**Text passage:**
┄┄┄┄┄┄

Comparison of PET template-based and MRI-based image processing in the quantitative analysis of C¹¹-raclopride PET

Authors: Felix P Kuhn, Geoffrey I Warnock, Cyrill Burger, Katharina Ledermann, Chantal Martin-Soelch, Alfred Buck

Published in: EJNMMI Research | Issue 1/2014

Abstract

Background

Quantitative measures of ¹¹C-raclopride receptor binding can be used as a correlate of postsynaptic D₂ receptor density in the striatum, allowing ¹¹C-raclopride positron emission tomography (PET) to be used for the differentiation of Parkinson’s disease from atypical parkinsonian syndromes. Comparison with reference values is recommended to establish a reliable diagnosis. A PET template specific to raclopride may facilitate direct computation of parametric maps without the need for an additional MR scan, aiding automated image analysis.

Methods

Sixteen healthy volunteers underwent a dynamic ¹¹C-raclopride PET and a high-resolution T1-weighted MR scan of the brain. PET data from eight healthy subjects was processed to generate a raclopride-specific PET template normalized to standard space. Subsequently, the data processing based on the PET template was validated against the standard magnetic resonance imaging (MRI)-based method in 8 healthy subjects and 20 patients with suspected parkinsonian syndrome. Semi-quantitative image analysis was performed in Montreal Neurological Institute (MNI) and in original image space (OIS) using VOIs derived from a probabilistic brain atlas previously validated by Hammers et al. (Hum Brain Mapp, 15:165–174, 2002).

┄┄┄┄┄┄

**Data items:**
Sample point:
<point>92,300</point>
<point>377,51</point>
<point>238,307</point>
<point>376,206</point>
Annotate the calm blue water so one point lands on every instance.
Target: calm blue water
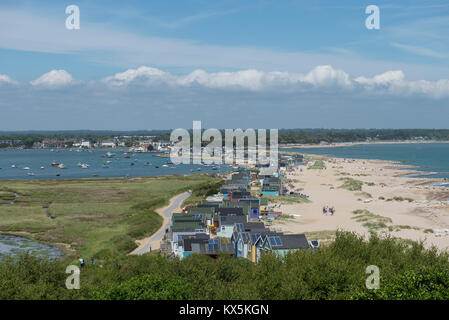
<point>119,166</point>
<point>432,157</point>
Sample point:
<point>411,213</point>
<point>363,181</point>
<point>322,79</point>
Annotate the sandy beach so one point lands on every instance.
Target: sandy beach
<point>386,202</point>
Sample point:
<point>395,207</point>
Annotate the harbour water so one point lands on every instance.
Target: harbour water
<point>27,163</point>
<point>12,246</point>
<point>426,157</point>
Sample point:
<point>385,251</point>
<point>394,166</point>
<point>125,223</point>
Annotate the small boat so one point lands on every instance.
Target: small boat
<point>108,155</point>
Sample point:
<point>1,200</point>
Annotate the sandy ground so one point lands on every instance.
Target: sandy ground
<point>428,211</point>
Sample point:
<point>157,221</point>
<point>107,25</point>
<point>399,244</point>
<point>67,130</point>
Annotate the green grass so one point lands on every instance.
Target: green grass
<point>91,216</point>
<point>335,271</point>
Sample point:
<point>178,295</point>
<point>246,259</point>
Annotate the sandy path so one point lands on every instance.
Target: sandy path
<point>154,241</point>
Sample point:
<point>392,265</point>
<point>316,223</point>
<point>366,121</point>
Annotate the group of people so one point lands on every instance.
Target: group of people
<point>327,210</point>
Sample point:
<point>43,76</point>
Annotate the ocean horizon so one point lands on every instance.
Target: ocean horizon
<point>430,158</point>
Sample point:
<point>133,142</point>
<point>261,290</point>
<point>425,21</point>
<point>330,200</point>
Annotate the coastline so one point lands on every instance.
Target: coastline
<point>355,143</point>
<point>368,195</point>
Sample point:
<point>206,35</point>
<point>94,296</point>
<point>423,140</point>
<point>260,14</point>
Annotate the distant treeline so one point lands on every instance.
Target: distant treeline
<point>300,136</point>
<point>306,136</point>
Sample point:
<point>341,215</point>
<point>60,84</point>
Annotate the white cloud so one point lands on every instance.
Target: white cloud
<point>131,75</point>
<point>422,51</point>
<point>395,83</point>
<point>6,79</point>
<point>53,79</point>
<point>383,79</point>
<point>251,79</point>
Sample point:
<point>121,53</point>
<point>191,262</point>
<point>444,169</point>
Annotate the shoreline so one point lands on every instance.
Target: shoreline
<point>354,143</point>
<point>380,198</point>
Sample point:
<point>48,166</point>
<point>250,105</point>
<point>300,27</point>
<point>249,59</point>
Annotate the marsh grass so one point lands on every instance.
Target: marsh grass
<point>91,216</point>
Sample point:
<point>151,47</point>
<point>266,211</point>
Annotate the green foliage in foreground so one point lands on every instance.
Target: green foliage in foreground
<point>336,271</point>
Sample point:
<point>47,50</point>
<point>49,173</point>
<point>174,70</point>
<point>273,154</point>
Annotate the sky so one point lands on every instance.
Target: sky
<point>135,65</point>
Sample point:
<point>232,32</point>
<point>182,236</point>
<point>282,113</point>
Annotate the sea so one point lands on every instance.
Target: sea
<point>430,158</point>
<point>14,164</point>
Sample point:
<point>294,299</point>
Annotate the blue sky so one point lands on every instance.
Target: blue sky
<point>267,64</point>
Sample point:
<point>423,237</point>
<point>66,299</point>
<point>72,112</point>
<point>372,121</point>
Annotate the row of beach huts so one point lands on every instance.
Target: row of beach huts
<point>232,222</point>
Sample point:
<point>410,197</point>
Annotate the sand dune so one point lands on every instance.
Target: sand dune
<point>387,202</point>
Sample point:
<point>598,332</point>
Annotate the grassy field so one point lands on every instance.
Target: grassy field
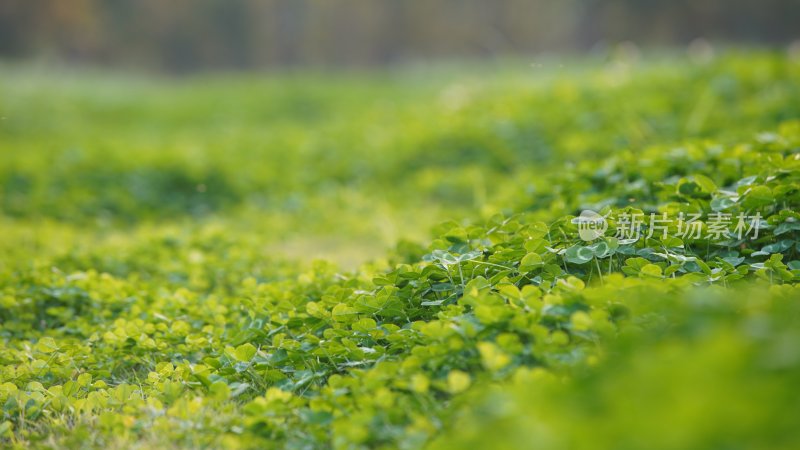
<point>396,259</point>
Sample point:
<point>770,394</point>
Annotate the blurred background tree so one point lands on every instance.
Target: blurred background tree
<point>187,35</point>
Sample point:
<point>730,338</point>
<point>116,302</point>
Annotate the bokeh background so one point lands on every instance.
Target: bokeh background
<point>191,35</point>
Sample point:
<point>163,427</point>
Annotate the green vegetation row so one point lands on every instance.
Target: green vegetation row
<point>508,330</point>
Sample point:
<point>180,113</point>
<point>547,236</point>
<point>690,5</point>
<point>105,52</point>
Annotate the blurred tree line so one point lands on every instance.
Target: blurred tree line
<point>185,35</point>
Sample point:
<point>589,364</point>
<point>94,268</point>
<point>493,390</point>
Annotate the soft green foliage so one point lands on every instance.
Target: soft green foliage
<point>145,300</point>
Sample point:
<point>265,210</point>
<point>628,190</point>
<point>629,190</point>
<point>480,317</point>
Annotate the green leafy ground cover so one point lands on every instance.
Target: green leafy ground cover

┄┄┄┄┄┄

**Problems to work on:**
1 > List the authors named in the abstract on raclopride PET image processing.
2 > Extend the abstract on raclopride PET image processing, picking up after its final sentence.

**Task results:**
1 > Felix P Kuhn, Geoffrey I Warnock, Cyrill Burger, Katharina Ledermann, Chantal Martin-Soelch, Alfred Buck

2 >
Results

The striatal-to-cerebellar ratio (SCR) of ¹¹C-raclopride uptake obtained using the PET template was in good agreement with the MRI-based image processing method, yielding a Lin’s concordance coefficient of 0.87. Bland-Altman analysis showed that all measurements were within the ±1.96 standard deviation range. In all 20 patients, the PET template-based processing was successful and manual volume of interest optimization had no further impact on the diagnosis of PD in this patient group. A maximal difference of <5% was found between the measured SCR in MNI space and OIS.

Conclusions

The PET template-based method for automated quantification of postsynaptic D₂ receptor density is simple to implement and facilitates rapid, robust and reliable image analysis. There was no significant difference between the SCR values obtained with either PET- or MRI-based image processing. The method presented alleviates the clinical workflow and facilitates automated image analysis.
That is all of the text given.